━━━ Page extract ━━━

Alfred Place Baptist Church

Salisbury Conference

Dec 4th



This autumn is special meeting and conference time. There have been trips to London and I was preaching near Catrin and Ian Friday and Saturday in early October in Wiltshire. I was speaking at the old ‘Corsham Bible Witness’ which no longer meets in the Town Hall in that village but is now held in a modern church building in Chippenham. We have developed the pattern of calling in at a Chinese restaurant for a take-away at the end of the evening, and then Ian and Catrin give up their bedroom and en suite for us – so kind. Ian then makes pancakes for breakfast Saturday morning covered in fresh strawberries, but this Saturday there was something else. The tenth Salisbury Conference was taking place. I had never been, and was in the area and the speaker was an old friend Sam Waldron from Kentucky. The three lectures he was giving were all on important subjects, the new perspective on Paul, the new covenant theology and its view of the law, and finally the claims for the continuance of the miraculous and redemptive gifts. So we took the 45 minute drive south to the beautiful city of Salisbury – as did 200 other people making it the largest number in the ten years of the conference’s history to be in attendance. I appreciated Sam’s messages and have summarised them and sent the summary to the Banner of Truth website. They are there for all to read. They were basic theological statements of the better way found in the old truths, well preached and well heard.

We got home to Aberystwyth on Saturday night at 9 p.m. I was ready for Sunday and was glad to see at the morning service how the increased numbers have kept up. Most of the first year students have returned and are settling into the congregation and now some second and third years are joining us with some hunger for Bible food. I am still preaching through the Flood in the morning service while in the evening Romans 14 is bringing my attention to one great truth after another. I want to preach them experientially; I sat with one student for an hour today. He feels he has left his love for the Lord. He was in church on Sunday night, and wanted to benefit from the sermon on the dying and rising of the Lord Jesus, but was unmoved. I take it responsibly – as we must – and want to touch him next Sunday. We all long for burning hearts.

━━━

• [Aim of the exercise] From the Salisbury Conference post, set down word for word the part that opens with the words containing "We got home" and closes with "for burning hearts.". Rely only on the Salisbury Conference post above.

━━━ Information given ━━━

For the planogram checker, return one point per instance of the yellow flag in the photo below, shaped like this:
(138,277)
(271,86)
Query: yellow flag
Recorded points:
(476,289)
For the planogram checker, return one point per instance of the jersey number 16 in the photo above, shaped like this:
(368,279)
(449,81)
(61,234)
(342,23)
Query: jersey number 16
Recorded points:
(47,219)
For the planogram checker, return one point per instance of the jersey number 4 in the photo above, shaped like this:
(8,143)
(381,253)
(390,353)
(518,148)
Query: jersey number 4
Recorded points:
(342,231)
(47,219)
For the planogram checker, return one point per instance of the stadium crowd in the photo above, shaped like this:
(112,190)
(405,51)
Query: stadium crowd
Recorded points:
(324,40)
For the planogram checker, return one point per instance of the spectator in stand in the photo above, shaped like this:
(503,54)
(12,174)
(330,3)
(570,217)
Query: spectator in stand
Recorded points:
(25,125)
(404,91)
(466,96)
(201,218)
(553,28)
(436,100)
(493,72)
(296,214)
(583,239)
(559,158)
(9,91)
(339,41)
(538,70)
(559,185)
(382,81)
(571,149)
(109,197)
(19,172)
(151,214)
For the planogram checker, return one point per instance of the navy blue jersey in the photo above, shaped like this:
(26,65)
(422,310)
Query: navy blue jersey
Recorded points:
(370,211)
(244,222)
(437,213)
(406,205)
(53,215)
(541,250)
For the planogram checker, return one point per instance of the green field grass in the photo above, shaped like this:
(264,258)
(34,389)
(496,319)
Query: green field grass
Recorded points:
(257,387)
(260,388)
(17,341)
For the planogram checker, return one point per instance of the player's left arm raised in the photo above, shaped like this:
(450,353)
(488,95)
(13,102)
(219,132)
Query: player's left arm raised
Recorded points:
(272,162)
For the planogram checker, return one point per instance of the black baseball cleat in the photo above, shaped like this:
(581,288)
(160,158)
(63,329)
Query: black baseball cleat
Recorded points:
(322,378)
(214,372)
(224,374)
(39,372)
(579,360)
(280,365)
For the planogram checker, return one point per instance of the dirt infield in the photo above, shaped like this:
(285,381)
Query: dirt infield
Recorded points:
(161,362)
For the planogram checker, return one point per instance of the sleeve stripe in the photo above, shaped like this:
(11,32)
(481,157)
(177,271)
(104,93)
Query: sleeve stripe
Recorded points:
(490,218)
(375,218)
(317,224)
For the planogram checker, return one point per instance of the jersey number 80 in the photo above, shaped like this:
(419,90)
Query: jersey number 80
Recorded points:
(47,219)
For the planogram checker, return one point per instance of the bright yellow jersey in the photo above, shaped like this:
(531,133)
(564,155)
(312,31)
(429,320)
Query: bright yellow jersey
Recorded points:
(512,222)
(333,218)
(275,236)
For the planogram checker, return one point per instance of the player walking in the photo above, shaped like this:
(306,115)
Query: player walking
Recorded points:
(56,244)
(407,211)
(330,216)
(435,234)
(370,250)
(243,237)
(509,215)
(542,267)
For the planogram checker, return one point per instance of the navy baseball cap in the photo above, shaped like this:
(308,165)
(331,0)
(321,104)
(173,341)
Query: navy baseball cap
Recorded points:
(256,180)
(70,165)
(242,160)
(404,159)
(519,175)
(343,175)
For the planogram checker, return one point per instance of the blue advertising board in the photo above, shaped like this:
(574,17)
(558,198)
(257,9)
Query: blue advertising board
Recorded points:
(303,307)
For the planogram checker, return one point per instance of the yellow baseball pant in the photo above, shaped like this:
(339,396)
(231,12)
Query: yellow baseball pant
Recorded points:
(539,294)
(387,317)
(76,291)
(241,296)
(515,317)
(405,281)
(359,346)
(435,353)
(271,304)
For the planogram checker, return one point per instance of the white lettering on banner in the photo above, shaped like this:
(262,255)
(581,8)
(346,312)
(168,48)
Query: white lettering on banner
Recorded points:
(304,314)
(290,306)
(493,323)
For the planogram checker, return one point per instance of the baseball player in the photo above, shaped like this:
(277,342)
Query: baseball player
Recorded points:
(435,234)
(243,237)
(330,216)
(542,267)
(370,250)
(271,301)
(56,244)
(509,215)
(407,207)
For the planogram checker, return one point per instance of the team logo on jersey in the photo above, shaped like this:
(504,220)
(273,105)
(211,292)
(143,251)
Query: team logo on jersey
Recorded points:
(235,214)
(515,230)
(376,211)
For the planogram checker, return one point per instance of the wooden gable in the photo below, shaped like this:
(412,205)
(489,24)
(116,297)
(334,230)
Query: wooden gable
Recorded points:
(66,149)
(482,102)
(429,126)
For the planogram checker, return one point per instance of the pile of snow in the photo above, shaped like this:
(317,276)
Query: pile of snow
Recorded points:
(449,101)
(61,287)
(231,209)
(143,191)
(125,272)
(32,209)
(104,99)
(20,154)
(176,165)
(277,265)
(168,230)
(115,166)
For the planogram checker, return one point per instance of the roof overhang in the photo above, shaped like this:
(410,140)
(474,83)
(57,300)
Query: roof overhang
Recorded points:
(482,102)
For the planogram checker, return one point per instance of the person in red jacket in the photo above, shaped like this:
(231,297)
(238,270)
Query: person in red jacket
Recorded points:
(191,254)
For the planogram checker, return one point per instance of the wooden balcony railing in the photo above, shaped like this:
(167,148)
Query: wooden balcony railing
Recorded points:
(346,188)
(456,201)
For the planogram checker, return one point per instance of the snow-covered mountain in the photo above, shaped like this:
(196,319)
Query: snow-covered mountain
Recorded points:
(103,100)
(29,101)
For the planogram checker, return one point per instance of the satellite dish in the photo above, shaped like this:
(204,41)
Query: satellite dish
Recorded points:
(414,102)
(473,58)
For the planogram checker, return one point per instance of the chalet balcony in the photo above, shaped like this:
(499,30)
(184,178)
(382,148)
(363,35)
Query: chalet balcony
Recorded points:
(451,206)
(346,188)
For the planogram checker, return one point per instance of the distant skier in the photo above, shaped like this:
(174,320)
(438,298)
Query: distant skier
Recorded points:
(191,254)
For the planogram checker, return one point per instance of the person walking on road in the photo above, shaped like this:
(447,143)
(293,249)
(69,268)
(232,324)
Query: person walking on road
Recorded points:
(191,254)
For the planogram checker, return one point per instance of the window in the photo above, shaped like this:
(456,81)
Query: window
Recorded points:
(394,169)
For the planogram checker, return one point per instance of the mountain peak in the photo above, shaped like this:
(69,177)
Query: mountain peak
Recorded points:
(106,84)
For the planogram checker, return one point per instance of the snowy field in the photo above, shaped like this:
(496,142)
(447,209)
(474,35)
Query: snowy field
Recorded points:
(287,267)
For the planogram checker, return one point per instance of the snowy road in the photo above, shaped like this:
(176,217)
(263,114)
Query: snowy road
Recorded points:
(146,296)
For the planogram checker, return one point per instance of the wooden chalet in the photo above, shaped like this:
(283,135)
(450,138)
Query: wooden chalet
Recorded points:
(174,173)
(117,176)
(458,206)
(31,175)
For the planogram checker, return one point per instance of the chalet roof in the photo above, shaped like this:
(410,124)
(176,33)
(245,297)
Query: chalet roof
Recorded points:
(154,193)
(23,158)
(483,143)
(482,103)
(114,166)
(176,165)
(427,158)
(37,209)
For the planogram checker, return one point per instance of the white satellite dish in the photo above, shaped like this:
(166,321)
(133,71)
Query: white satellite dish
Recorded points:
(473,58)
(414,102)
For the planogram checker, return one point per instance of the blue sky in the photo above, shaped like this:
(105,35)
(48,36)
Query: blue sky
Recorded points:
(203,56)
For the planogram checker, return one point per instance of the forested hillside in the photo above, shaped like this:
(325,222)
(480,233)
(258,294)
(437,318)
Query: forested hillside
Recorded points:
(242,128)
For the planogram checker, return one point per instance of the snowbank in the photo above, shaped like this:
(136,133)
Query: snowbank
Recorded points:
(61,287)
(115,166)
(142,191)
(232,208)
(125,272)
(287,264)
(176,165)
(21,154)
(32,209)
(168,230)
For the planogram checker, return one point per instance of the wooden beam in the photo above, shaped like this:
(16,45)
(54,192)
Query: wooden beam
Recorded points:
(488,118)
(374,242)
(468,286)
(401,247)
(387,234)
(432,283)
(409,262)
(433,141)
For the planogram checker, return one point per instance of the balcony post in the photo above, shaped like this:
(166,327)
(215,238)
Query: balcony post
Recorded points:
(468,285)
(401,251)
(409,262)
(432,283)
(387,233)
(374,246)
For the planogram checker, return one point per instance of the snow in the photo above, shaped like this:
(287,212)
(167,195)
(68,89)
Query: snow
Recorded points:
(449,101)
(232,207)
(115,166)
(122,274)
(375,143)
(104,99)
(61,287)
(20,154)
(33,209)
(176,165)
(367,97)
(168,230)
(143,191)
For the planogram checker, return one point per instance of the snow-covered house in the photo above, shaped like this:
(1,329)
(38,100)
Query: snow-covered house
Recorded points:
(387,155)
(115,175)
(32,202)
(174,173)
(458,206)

━━━
━━━ Information given ━━━

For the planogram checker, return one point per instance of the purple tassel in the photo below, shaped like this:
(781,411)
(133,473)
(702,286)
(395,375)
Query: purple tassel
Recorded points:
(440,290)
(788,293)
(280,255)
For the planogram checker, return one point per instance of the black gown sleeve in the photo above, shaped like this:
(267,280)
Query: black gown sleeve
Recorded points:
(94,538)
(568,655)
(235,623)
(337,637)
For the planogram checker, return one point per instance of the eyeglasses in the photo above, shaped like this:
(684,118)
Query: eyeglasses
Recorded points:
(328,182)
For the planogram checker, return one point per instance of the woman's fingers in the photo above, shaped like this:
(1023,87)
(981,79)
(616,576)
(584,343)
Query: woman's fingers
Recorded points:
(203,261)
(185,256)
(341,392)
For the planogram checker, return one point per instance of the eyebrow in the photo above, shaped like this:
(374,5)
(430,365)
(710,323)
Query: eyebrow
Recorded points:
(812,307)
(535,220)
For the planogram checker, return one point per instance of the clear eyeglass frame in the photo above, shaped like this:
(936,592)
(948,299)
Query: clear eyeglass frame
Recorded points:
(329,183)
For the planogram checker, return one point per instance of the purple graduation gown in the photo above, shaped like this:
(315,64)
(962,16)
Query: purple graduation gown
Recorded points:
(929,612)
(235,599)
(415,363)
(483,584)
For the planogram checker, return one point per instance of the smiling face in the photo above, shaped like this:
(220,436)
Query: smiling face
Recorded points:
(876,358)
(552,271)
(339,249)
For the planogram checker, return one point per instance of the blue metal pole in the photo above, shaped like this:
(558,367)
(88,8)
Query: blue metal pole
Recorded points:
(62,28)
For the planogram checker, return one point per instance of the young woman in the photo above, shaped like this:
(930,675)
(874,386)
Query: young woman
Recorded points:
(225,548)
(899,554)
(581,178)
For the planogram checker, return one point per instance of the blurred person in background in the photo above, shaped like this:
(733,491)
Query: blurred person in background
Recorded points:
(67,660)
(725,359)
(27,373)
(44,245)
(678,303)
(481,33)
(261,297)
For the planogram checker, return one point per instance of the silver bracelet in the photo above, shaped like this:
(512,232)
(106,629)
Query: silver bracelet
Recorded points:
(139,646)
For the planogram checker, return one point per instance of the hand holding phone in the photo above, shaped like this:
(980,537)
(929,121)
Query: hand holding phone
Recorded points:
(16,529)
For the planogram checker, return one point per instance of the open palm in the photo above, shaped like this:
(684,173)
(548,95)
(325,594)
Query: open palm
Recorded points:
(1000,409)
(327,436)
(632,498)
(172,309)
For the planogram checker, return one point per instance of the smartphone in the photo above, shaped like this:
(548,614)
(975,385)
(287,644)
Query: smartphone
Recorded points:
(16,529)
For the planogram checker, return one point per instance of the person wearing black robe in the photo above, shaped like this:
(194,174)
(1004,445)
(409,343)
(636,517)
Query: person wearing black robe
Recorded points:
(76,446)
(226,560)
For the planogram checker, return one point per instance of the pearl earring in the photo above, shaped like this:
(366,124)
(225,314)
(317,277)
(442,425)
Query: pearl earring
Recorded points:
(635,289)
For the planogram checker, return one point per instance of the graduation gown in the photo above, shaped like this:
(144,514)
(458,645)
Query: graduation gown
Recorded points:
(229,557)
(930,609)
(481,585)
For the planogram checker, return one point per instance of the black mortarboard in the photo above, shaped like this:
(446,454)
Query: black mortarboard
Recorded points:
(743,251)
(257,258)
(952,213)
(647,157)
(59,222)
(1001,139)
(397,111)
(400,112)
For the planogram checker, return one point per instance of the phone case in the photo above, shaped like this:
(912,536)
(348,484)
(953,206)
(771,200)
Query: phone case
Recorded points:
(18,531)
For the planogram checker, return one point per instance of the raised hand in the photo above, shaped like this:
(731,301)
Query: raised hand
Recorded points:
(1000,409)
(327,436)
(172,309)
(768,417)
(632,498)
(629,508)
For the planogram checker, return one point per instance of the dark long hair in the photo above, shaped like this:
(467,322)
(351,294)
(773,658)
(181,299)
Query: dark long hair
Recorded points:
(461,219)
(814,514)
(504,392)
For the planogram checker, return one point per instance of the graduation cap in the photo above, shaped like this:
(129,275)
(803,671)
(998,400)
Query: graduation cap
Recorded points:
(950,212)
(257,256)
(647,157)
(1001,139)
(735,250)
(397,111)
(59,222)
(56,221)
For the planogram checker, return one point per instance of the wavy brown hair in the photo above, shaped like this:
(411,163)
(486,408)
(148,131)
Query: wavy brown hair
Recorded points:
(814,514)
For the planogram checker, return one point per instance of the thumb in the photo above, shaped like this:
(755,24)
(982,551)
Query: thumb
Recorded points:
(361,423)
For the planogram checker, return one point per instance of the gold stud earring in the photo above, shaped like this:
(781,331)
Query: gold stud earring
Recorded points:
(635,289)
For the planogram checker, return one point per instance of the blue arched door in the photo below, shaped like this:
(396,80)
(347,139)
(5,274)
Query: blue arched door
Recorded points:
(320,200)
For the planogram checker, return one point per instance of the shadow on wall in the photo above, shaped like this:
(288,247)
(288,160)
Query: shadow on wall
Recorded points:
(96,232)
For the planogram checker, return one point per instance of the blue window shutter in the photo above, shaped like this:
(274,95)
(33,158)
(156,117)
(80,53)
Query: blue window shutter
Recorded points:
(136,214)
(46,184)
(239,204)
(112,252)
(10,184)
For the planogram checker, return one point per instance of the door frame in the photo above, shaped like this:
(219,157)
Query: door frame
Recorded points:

━━━

• [Output of the task]
We got home to Aberystwyth on Saturday night at 9 p.m. I was ready for Sunday and was glad to see at the morning service how the increased numbers have kept up. Most of the first year students have returned and are settling into the congregation and now some second and third years are joining us with some hunger for Bible food. I am still preaching through the Flood in the morning service while in the evening Romans 14 is bringing my attention to one great truth after another. I want to preach them experientially; I sat with one student for an hour today. He feels he has left his love for the Lord. He was in church on Sunday night, and wanted to benefit from the sermon on the dying and rising of the Lord Jesus, but was unmoved. I take it responsibly – as we must – and want to touch him next Sunday. We all long for burning hearts.